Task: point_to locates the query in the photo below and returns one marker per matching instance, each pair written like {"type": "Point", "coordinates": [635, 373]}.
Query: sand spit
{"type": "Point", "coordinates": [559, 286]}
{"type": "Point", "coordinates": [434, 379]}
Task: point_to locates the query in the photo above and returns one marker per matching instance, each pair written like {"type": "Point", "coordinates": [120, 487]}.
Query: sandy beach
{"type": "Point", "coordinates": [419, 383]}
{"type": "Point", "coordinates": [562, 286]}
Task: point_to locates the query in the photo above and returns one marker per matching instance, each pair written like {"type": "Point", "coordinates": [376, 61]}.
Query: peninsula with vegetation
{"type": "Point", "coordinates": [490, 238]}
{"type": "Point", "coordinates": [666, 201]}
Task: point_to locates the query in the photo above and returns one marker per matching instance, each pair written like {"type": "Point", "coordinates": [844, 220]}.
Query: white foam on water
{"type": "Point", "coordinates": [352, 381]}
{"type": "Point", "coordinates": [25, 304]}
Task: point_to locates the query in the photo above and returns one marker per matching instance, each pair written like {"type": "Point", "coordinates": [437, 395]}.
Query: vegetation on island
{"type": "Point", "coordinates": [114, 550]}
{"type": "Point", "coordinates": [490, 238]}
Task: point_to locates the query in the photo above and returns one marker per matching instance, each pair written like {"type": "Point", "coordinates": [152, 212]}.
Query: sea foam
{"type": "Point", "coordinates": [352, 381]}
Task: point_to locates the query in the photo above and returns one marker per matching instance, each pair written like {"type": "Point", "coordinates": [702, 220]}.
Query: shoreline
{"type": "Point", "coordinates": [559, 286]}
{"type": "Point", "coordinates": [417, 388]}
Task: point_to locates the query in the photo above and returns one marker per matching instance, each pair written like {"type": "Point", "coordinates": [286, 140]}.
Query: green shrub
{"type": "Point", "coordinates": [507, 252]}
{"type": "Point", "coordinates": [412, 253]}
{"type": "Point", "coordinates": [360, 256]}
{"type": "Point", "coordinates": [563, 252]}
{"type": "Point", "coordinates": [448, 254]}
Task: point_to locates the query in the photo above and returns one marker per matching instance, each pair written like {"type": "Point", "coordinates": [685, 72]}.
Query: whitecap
◇ ◇ ◇ ◇ ◇
> **What this task involves**
Copy all of the listing above exactly, please.

> **Result for this task**
Task: point_to locates the query in the photo below and returns one marker per matching instance, each pair written like {"type": "Point", "coordinates": [635, 373]}.
Query: sand spit
{"type": "Point", "coordinates": [559, 286]}
{"type": "Point", "coordinates": [434, 379]}
Task: point_to locates the query in the photo above and returns one marker per matching instance, each pair written like {"type": "Point", "coordinates": [120, 487]}.
Query: sandy beach
{"type": "Point", "coordinates": [419, 383]}
{"type": "Point", "coordinates": [562, 286]}
Task: point_to locates the query in the photo above and returns one marker per matching instance, each pair written like {"type": "Point", "coordinates": [376, 61]}.
Query: peninsula with vegetation
{"type": "Point", "coordinates": [490, 238]}
{"type": "Point", "coordinates": [666, 201]}
Task: point_to locates the query in the photo above and returns one marker per matching instance, each pair written like {"type": "Point", "coordinates": [844, 220]}.
Query: white foam on water
{"type": "Point", "coordinates": [352, 381]}
{"type": "Point", "coordinates": [25, 304]}
Task: point_to locates the query in the photo above and returns one marker per matching instance, each pair written like {"type": "Point", "coordinates": [437, 395]}.
Query: vegetation on island
{"type": "Point", "coordinates": [114, 550]}
{"type": "Point", "coordinates": [490, 238]}
Task: point_to locates the query in the photo above and returns one marker per matching instance, each pair written like {"type": "Point", "coordinates": [152, 212]}.
Query: sea foam
{"type": "Point", "coordinates": [352, 381]}
Task: point_to locates the query in the photo above and returns one marker per matching instance, each pair written like {"type": "Point", "coordinates": [702, 220]}.
Query: shoreline
{"type": "Point", "coordinates": [559, 286]}
{"type": "Point", "coordinates": [417, 388]}
Task: point_to locates the query in the photo above and returns one marker per matching instance, each pair written like {"type": "Point", "coordinates": [286, 140]}.
Query: green shrub
{"type": "Point", "coordinates": [507, 252]}
{"type": "Point", "coordinates": [412, 253]}
{"type": "Point", "coordinates": [360, 256]}
{"type": "Point", "coordinates": [563, 252]}
{"type": "Point", "coordinates": [448, 254]}
Task: point_to locates the query in the photo above and returns one marker per matching instance, each pair written like {"type": "Point", "coordinates": [685, 72]}.
Query: whitecap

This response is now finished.